WRITTEN TASK
Find every line in the material below that contains the word "stucco", and copy each of those lines in full.

Point annotation dataset records
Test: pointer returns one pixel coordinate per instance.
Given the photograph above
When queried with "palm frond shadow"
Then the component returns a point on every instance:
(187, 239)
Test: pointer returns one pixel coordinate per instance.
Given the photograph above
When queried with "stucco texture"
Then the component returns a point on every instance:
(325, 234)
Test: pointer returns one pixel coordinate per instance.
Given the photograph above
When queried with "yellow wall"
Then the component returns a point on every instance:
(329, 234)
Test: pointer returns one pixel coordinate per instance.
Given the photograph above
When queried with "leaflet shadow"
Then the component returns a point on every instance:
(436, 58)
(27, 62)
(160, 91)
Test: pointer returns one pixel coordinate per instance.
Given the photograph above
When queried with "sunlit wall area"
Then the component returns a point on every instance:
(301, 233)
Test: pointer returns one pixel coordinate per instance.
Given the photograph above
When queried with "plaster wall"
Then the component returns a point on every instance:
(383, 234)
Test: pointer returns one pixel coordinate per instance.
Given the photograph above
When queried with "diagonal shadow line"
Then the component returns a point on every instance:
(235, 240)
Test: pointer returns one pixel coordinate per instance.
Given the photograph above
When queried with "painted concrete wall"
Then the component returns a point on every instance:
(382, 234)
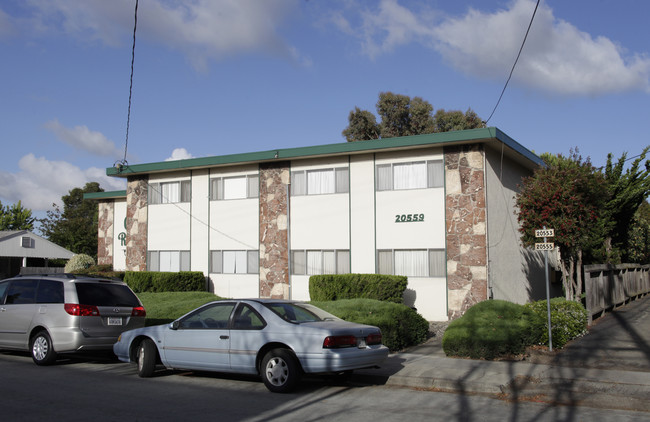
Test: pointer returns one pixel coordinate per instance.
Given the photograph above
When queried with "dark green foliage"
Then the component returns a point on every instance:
(389, 288)
(490, 329)
(101, 271)
(568, 321)
(16, 217)
(74, 228)
(152, 281)
(400, 325)
(402, 115)
(628, 187)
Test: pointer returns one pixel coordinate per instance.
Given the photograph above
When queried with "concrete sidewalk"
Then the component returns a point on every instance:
(609, 367)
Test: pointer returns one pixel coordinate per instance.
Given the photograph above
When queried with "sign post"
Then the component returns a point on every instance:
(546, 246)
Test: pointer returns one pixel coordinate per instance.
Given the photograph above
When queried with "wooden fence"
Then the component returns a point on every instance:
(609, 286)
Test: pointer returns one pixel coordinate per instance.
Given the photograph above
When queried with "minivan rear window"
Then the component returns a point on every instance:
(106, 294)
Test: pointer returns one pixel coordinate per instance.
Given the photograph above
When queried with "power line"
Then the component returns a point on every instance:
(514, 64)
(128, 116)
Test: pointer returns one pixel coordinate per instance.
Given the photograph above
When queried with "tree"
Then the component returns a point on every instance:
(74, 228)
(16, 217)
(567, 196)
(627, 190)
(638, 249)
(404, 116)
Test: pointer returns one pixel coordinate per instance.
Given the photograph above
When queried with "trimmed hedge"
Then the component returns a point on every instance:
(388, 288)
(490, 329)
(153, 281)
(79, 262)
(568, 321)
(101, 271)
(494, 328)
(400, 325)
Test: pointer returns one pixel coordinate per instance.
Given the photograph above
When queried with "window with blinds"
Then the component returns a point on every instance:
(411, 175)
(413, 262)
(320, 182)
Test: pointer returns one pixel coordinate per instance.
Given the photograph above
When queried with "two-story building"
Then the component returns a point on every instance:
(437, 208)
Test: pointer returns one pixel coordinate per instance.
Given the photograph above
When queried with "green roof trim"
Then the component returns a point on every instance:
(341, 148)
(105, 195)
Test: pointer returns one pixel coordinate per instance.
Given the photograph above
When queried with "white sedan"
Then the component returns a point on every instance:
(277, 339)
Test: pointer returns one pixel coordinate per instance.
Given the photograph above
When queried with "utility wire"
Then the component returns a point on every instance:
(514, 64)
(128, 116)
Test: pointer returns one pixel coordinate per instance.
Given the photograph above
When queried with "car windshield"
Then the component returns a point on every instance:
(299, 312)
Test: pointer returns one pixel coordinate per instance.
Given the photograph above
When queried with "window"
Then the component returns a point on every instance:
(312, 262)
(21, 292)
(170, 192)
(215, 316)
(412, 263)
(246, 318)
(235, 262)
(412, 175)
(240, 187)
(172, 261)
(321, 181)
(49, 291)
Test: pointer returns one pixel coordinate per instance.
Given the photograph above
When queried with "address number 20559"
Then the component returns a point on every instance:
(408, 218)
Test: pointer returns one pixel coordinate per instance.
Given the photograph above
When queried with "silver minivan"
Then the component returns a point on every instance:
(62, 313)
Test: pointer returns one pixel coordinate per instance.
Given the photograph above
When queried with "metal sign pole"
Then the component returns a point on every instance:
(548, 299)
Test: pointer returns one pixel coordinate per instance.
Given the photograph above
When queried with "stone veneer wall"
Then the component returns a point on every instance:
(465, 228)
(274, 233)
(105, 233)
(136, 224)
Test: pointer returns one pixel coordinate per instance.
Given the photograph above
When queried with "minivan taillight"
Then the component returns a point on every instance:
(81, 310)
(138, 311)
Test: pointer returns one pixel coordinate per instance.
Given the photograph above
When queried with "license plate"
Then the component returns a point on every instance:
(114, 321)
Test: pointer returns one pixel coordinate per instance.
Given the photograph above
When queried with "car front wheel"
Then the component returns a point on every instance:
(146, 358)
(280, 370)
(42, 349)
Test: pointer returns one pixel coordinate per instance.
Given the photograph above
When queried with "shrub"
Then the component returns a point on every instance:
(400, 325)
(568, 321)
(102, 271)
(79, 262)
(153, 281)
(490, 329)
(387, 288)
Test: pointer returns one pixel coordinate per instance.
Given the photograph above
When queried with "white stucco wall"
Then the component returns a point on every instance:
(515, 274)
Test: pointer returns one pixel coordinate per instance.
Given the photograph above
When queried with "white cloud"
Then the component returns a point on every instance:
(179, 154)
(81, 137)
(41, 182)
(203, 30)
(557, 58)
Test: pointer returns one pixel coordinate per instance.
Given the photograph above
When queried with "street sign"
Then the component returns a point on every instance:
(546, 246)
(545, 233)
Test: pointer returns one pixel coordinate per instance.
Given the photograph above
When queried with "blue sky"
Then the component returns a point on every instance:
(215, 77)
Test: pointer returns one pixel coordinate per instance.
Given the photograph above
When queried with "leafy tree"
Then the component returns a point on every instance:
(403, 116)
(568, 197)
(638, 249)
(447, 121)
(627, 190)
(363, 126)
(16, 217)
(74, 228)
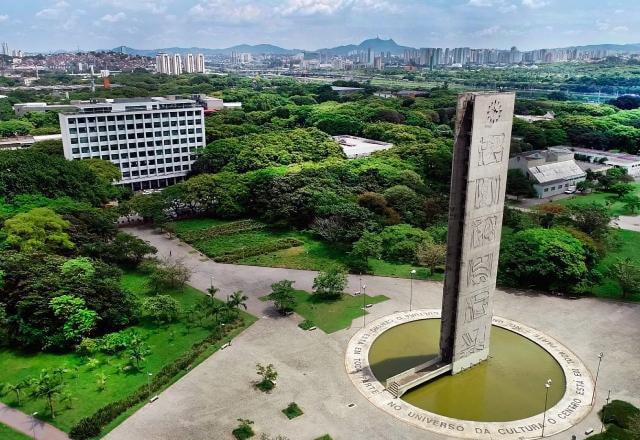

EXPECTED OUTPUT
When queried with "stucco texture"
When queried with "white stucco wall"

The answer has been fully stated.